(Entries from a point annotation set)

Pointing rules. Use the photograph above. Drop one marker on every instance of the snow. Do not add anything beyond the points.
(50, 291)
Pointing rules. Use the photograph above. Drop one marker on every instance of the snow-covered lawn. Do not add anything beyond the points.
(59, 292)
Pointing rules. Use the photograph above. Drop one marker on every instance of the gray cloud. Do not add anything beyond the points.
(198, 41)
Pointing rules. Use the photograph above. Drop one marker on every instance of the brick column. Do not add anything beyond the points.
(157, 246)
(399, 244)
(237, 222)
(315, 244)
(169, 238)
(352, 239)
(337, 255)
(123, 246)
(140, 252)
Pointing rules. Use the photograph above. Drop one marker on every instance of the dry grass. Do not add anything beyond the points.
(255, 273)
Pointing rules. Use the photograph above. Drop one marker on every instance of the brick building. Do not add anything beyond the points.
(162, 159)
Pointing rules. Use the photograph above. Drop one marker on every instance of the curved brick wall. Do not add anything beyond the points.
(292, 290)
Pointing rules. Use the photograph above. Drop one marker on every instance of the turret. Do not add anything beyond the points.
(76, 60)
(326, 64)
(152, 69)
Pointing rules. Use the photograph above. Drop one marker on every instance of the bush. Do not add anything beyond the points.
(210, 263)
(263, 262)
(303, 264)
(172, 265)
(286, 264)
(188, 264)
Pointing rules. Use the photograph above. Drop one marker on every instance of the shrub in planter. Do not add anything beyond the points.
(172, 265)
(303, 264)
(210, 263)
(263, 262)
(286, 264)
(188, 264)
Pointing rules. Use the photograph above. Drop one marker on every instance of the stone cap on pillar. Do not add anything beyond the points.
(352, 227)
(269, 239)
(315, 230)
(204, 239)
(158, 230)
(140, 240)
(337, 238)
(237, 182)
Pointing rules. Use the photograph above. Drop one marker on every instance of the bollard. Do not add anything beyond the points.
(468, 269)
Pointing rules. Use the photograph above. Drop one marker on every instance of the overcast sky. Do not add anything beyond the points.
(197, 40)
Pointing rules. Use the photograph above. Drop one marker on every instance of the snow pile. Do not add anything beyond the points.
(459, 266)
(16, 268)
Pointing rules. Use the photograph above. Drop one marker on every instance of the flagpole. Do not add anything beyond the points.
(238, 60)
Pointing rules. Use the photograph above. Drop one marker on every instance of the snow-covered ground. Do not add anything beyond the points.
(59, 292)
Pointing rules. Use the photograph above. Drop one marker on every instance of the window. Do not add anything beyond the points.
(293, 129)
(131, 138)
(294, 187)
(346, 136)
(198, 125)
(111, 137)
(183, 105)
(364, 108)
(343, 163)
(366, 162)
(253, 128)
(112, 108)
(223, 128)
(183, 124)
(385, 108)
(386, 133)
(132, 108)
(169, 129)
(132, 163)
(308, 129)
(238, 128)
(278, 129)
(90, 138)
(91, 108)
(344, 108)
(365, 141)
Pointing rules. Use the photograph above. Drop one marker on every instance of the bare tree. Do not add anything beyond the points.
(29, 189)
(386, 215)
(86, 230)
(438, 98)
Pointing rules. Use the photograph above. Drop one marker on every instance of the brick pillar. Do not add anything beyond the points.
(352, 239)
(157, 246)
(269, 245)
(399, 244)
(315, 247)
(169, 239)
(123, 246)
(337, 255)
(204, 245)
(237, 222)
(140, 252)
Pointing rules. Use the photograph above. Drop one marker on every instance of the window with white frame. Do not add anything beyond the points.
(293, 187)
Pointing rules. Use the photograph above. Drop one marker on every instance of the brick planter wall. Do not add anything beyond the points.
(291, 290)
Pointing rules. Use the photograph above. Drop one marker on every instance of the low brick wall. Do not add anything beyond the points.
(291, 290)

Problem:
Every line above should be retyped exactly as given.

Answer for this exercise:
Pointing rules. Use the photograph above. Drop one marker on every instance of the snow. Do not add anything beyond the points.
(50, 291)
Pointing rules. Use the photograph above. Drop one marker on every instance of the snow-covered lawn. Do not add anything beyond the points.
(59, 292)
Pointing rules. Use the photograph above. Drop one marker on every instance of the gray cloud. Do not add anything beyond the points.
(198, 41)
Pointing rules. Use the photograph above. Drop one marker on every instance of the brick column. Do not add anything beyond the points.
(157, 246)
(399, 244)
(237, 222)
(315, 244)
(169, 238)
(352, 239)
(337, 255)
(123, 246)
(140, 252)
Pointing rules. Use the photograph above. Drop one marker on every instance of the dry grass. Do not add anything beyond the points.
(255, 273)
Pointing rules. Use the photograph above. Drop one marker on every instance of the brick building. Do not add anything beyond the points.
(162, 159)
Pointing rules. Use the photograph above. Drop one marker on every instance of the curved brick wall. Do not add anything beyond the points.
(292, 290)
Pointing rules. Use the photograph above. Drop one marker on every instance of the turret. Do not add anything beyond the points.
(76, 60)
(326, 64)
(152, 69)
Pointing rules. Use the photograph above. Drop one marker on every instance of the bush. Do not add anything beyond the points.
(210, 263)
(263, 262)
(303, 264)
(172, 265)
(286, 264)
(188, 264)
Pointing rules. Use the photograph above. Drop one marker on every instance of the shrub in planter. Do not add anything beyond the points.
(172, 265)
(303, 264)
(210, 263)
(263, 262)
(286, 264)
(188, 264)
Pointing rules. Use the photograph above. Drop one marker on every instance of the stone cap on pillar. Do not add anything beyond the points.
(352, 227)
(269, 239)
(315, 230)
(204, 239)
(158, 230)
(140, 240)
(337, 238)
(237, 182)
Pointing rules. Use the photograph above. Drop one marker on every instance of the bollard. Do not add anything beyond the points.
(468, 269)
Pointing rules. Use the photograph above. Drop one marker on every instance of the overcast sky. Do not add anything beyond the points.
(197, 40)
Pointing rules. Use the photograph above. Drop one marker on every instance of the snow pile. Do not add anything beyond the points.
(459, 266)
(16, 268)
Pointing rules. Use the photograph above. Drop one marker on every instance of the flagpole. Do not add anything beyond the points.
(238, 60)
Pointing rules. Use the photograph above. Drop one marker on every instance of the snow-covered ground. Do not add anything beyond the points.
(59, 292)
Pointing rules. Use the photograph above. Drop one marker on every instance of the window. Do not add anything beyond the points.
(293, 129)
(131, 138)
(294, 187)
(346, 136)
(198, 125)
(111, 137)
(183, 105)
(364, 108)
(343, 163)
(366, 162)
(253, 128)
(112, 108)
(223, 128)
(183, 124)
(385, 108)
(386, 133)
(132, 108)
(169, 129)
(132, 163)
(308, 129)
(238, 128)
(278, 129)
(90, 138)
(91, 108)
(344, 108)
(365, 141)
Pointing rules. Use the photograph above. Drop one marker on every instance of the bare tree. Do not add anything beyond the points.
(29, 189)
(386, 215)
(86, 230)
(438, 98)
Pointing rules. Use the photograph above. Drop one marker on every instance of the brick pillar. Do not add anything beyond the points.
(352, 239)
(157, 246)
(269, 245)
(399, 244)
(315, 247)
(169, 239)
(123, 246)
(337, 255)
(204, 245)
(237, 222)
(140, 252)
Pointing rules. Use the photograph above. Drop one marker on every instance of the window with white frame. Do not add anything beyond the points.
(293, 187)
Pointing rules. Use the photograph above. Drop one marker on every instance of the brick planter wall. Do not add anything beyond the points.
(291, 290)
Pointing rules. Use the photograph above. Drop one marker on every instance of the low brick wall. Do not add anything beyond the points.
(291, 290)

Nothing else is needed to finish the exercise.